## DOCUMENT EXCERPT
Environmental issues, particularly global warming, might be showing up in spheres as seemingly unlikely as corporate boardrooms and shareholder meetings, and the Evangelical Christian movement. But they haven't been much in evidence at this year's umpty-ten presidential candidate forums and debates. Historically, environmental issues are non-starters in presidential campaign politics, falling well below issues like the economy and national security in voter's concerns. So if the candidates are not talking about climate change now, over a year before the election, it's unlikely to become a central issue next year when the campaign is underway in earnest.

In Monday's issue of The New York Times, columnist Nicholas Kristof blamed
global warming's absence from the nation's mainstream politics in part on fellow journalists:

I can’t help feeling that we in the news media are part of the reason that steps to battle climate change aren’t on top of the national agenda. We’re good at covering things that happen on any one day — like a tornado or hurricane — but weak at covering complex trends, like climate change. And we tend to cover disputes by having a dutiful quote from each side, without always explaining where the scientific consensus lies.

That rings true for much climate change news coverage of the past 20-odd years (and environmental journalists will tell you that almost any enviro-beat story is a hard sell with the average editor). But lately there's been some great reporting, such National Public Radio's global warming series, last year's prize-winning Altered Oceans series in the Los Angeles Times, and a host of other stories and series on television and radio, and in print.

So where's the missing link between popcult phenomenon and policy imperative? Maybe it's in grassroots party politics. Right now, the presidential wannabes are working hard to consolidate and sustain support in the most activist parts of their constituencies, with the people who care enough to get involved now in a candidate's campaign, and who'll be sure to participate in the straw polls and turn out for the primaries.

## GIVEN DATA
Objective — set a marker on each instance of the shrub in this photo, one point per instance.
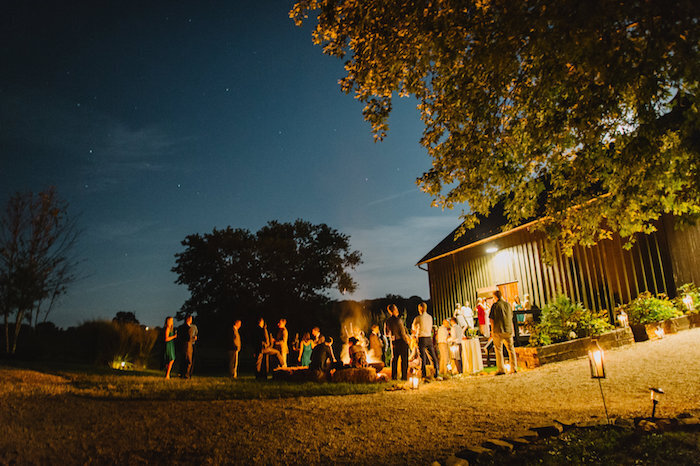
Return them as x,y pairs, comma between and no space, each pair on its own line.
647,308
688,299
564,320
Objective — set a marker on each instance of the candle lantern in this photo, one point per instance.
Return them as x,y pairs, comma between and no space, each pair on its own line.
596,360
413,379
656,394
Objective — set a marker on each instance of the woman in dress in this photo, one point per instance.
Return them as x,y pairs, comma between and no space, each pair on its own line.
305,348
170,336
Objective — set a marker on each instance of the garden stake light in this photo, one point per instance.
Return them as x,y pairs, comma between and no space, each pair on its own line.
596,360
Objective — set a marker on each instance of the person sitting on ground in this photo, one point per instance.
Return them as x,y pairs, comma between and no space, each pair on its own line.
305,348
358,358
321,356
263,347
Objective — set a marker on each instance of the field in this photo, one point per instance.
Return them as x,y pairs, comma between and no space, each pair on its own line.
64,415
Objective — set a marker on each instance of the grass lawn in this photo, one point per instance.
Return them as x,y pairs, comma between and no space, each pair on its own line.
106,383
607,445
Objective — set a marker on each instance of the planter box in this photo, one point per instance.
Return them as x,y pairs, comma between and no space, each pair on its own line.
645,332
534,357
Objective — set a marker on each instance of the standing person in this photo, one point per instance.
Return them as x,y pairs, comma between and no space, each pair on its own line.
502,326
263,346
443,335
468,314
376,346
455,341
281,340
186,335
399,343
424,328
305,348
233,349
517,311
170,336
459,316
315,336
481,318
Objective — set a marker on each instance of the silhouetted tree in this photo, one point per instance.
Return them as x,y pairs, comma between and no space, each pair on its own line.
124,317
283,269
537,106
36,239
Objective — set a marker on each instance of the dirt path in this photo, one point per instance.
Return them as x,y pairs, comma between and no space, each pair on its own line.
405,427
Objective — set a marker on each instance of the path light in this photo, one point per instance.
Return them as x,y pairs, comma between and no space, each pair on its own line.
659,332
656,394
688,301
596,359
413,380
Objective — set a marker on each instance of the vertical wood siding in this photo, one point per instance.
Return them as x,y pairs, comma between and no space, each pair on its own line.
601,277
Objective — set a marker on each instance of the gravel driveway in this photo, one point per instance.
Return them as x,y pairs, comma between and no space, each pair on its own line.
399,427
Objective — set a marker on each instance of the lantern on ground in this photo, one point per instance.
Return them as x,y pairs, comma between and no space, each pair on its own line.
596,360
413,379
656,394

## TASKS TO COMPLETE
**a.** List every news organization named in the climate politics article.
**b.** Write the next paragraph of the climate politics article, picking up after its final sentence.
The rows stand apart from the climate politics article and are separate material.

## RESULTS BY TASK
**a.** The New York Times, National Public Radio, the Los Angeles Times

**b.**
In my experience, eco-activists are contrarians. They're not the most likely people to get involved in party politics at any level, preferring to work for change from outside the system -- the Naderite mantra of the 1970's-80's. Once upon a time, I was one of those people myself.

But anyone who wants global warming on the national agenda may want to look to the not-distant past for a demonstration of how this strategy can backfire. In the early 1990s, with the Pacific Northwest "timber wars" in full swing, the movement to preserve ancient forests seemed unstoppable: the Spotted Owl got listed as an endangered species, ultimately locking up hundreds of acres of pristine forests; Clinton and Gore took the White House; the logging industry seemed to be in retreat. But by 1996 or so, forest advocates were back in the trenches, back to saving the forests seemingly one logging permit at a time. By and large, the ancient forest movement stayed outside the system, including local party politics...and lost influence when their allies in statehouses and Congress lost re-election campaigns.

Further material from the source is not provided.